• Fragmento seleccionado
"""

La presencia de los imputados por el homicidio de Fernando Báez Sosa alteró el día a día: penitenciarios que ya no pueden usar sus celulares (y que de todos modos son revisados); visitas de detenidos que protestan por los “privilegios” en la requisa; vecinos que escuchan gritos y lo comentan de entrecasa, en la calle, en los comercios.

“La última vez que estuvimos así fue cuando vino Maradona” a visitar a Guillermo Coppola, en 1996, señala el dueño de un almacén de la calle Alberdi, a dos cuadras del penal N°6 de Dolores cuya alcaidía aloja a los rugbiers imputados por el asesinato de Fernando Báez Sosa. Sin embargo hace 24 años no existía la alcaidía, el área separada de los pabellones donde desde fines de enero están detenidos los acusados. Hoy, allí esperan, con comodidades como un baño con puerta y una cama para cada uno, la decisión de la Justicia sobre la culpabilidad que debería caberles en cada caso, según su participación en el crimen.

"""

• Tareas a realizar
1 > Enumera los cambios en el día a día que señala el fragmento sobre la alcaidía de Dolores.
2 > Escribe la continuación del fragmento sobre la alcaidía de Dolores.
Los registros no tienen relación con el fragmento.

• Registros de datos
"""

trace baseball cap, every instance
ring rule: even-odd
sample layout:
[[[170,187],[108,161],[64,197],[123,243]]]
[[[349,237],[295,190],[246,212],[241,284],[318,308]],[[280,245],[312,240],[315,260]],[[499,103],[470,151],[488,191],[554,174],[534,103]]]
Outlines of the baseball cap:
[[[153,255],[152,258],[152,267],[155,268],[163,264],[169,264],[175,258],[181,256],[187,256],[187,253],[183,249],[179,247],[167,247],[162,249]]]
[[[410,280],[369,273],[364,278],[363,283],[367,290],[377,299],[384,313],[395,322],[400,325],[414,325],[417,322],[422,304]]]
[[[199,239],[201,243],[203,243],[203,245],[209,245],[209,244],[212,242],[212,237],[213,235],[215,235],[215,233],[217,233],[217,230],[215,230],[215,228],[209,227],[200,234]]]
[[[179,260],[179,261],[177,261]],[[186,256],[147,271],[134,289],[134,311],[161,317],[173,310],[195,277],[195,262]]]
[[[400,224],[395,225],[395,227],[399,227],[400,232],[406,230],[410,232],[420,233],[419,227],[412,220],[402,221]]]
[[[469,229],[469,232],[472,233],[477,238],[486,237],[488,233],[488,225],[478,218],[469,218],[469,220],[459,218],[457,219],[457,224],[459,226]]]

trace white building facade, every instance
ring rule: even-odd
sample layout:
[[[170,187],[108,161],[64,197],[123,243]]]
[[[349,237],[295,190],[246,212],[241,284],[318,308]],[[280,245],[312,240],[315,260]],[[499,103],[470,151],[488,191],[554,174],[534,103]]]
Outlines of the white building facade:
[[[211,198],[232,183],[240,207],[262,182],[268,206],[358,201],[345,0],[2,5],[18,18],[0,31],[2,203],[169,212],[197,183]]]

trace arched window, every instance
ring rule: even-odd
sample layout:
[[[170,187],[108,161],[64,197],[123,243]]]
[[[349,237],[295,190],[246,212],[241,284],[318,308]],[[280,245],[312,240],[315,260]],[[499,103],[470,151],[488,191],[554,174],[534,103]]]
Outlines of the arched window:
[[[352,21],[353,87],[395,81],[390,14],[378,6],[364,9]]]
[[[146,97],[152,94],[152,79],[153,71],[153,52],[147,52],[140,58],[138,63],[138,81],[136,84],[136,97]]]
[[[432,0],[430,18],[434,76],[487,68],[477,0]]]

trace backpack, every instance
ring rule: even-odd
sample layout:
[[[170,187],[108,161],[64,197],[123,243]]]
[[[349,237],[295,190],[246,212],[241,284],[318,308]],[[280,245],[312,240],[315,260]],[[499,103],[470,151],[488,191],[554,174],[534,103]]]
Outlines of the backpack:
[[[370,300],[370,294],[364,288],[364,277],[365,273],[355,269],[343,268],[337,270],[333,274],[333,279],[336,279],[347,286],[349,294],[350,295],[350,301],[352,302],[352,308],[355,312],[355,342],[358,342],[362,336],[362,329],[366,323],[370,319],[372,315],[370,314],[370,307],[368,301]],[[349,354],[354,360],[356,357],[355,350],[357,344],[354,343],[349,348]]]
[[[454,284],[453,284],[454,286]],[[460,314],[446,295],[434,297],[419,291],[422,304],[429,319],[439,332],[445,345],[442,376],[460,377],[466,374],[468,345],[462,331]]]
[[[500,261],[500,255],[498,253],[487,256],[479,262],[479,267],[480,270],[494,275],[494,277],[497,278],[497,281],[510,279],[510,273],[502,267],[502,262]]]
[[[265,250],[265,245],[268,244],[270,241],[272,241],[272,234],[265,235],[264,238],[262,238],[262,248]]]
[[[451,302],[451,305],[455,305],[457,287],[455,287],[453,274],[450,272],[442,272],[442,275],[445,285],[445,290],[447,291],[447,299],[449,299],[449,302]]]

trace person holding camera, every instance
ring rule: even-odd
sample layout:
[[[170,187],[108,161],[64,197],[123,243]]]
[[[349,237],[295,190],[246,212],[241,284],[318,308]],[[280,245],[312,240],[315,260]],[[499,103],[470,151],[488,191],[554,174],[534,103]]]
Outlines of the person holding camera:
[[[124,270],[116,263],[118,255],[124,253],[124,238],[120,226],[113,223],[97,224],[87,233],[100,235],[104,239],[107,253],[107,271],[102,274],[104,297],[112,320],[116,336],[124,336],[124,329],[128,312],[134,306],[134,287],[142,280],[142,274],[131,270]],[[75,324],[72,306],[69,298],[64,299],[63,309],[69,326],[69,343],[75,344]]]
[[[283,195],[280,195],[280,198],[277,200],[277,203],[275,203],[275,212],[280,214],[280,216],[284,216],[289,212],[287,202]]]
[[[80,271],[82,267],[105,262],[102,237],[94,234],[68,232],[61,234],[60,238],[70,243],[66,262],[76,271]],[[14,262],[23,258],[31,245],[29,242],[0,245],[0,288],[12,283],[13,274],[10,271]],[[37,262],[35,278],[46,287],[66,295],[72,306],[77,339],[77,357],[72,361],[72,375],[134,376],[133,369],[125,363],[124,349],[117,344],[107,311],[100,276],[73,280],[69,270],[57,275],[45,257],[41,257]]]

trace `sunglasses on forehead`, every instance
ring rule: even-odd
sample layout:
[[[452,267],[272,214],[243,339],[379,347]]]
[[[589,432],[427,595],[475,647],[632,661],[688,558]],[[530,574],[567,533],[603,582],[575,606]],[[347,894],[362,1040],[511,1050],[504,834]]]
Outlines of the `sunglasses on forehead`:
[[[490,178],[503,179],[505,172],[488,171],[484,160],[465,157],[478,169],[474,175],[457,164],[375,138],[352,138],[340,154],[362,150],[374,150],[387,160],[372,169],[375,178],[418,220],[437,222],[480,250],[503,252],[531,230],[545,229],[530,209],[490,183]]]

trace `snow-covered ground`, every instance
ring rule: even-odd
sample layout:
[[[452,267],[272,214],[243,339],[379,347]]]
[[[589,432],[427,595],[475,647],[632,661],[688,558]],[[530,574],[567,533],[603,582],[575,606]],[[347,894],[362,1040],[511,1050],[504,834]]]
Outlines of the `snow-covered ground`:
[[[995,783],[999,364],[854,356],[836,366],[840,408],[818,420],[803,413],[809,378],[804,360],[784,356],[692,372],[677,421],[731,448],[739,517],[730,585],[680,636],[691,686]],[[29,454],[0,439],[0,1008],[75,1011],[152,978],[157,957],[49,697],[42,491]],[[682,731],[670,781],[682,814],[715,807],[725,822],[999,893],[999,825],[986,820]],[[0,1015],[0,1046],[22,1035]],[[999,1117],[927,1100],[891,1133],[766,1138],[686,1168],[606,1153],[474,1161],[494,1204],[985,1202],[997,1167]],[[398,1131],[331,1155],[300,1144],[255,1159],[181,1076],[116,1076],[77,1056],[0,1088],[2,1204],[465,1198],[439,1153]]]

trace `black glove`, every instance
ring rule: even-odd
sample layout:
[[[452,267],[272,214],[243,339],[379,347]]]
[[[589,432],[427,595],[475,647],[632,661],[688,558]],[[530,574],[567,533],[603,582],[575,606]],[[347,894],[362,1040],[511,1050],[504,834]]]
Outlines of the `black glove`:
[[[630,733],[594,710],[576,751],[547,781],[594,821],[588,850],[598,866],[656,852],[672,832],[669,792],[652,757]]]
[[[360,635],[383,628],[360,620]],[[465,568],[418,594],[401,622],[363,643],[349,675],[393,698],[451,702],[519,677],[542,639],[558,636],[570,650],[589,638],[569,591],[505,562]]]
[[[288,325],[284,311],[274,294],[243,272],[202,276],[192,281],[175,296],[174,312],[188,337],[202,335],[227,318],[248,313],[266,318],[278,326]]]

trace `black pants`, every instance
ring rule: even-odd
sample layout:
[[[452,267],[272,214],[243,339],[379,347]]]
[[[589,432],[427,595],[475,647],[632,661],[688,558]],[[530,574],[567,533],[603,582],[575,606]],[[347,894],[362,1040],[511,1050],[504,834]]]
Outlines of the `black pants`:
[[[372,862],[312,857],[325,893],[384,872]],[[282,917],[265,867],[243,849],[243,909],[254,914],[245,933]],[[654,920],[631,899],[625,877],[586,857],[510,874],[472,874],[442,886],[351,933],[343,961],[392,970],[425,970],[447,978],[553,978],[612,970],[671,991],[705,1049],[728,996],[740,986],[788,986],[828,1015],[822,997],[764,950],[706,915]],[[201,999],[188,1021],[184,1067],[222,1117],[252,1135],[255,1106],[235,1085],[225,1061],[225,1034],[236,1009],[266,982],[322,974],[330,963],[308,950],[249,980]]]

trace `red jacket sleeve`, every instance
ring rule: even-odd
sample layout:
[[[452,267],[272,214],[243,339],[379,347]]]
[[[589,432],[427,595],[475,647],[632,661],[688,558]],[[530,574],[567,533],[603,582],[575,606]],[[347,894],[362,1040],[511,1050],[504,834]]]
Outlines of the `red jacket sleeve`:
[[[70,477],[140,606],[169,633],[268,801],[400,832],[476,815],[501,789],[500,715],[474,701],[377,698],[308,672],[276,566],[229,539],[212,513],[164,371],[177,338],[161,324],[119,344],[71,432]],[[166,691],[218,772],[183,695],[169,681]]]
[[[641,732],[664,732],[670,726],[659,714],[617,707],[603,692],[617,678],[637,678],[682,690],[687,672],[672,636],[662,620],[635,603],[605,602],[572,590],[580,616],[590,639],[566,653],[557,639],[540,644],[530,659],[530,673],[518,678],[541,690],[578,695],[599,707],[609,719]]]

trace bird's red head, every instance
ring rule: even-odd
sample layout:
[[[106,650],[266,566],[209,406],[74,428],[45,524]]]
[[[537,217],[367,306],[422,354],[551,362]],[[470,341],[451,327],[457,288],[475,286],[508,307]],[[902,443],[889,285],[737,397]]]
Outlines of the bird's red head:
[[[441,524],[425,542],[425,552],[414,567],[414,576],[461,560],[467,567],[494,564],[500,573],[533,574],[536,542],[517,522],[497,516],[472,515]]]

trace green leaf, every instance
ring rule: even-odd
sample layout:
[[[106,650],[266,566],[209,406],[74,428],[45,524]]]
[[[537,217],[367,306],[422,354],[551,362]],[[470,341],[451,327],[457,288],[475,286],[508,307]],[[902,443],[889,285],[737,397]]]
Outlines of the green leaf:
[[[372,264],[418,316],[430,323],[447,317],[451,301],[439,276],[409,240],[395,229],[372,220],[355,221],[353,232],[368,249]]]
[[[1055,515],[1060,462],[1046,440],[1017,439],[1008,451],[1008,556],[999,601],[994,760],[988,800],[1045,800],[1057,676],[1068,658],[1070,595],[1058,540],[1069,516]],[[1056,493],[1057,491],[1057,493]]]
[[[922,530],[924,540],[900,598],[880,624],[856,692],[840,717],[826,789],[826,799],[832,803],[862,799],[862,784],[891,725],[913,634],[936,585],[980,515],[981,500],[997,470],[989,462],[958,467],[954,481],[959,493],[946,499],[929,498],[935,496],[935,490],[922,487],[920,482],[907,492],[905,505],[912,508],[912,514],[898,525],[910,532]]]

"""

• Resultados por tarea
1 >
- Los penitenciarios ya no pueden usar sus celulares y de todos modos son revisados.
- Las visitas de detenidos protestan por los "privilegios" en la requisa.
- Los vecinos escuchan gritos y lo comentan de entrecasa, en la calle y en los comercios.

2 >
Gran parte de la población de Dolores conoce el penal por dentro: por trabajo, por cumplir una condena, por visitar a alguien, vecinas y vecinos pisaron más de una vez el establecimiento. Por eso, por ejemplo, Gabriela, docente que durante 15 años dio clases al otro lado del muro, puede detallar que la alcaidía es una habitación separada del resto del penal, que tiene un inodoro en lugar de un agujero en el suelo; que también tiene televisor y acceso especial para las visitas. “La sala está hecha para ser una transición para todos los nuevos que entran. No debería ser un privilegio para estos chicos”, agrega, cuando se cumplió ya una semana desde que los imputados fueron trasladados allí.

“Además de que me cortan la calle y vienen menos clientes, los padres de estos chicos no consumen nada”, protesta la dueña del maxi kiosco frente al penal. Desde hace dos años maneja el local que abastece, principalmente, a quienes visitan a los internos y a algunos vecinos de la cuadra. “Esta gente se baja de sus autos y van directo a la oficina de visitas, y después se vuelven a sus casas. No saludan, no hablan con nosotros”, señala.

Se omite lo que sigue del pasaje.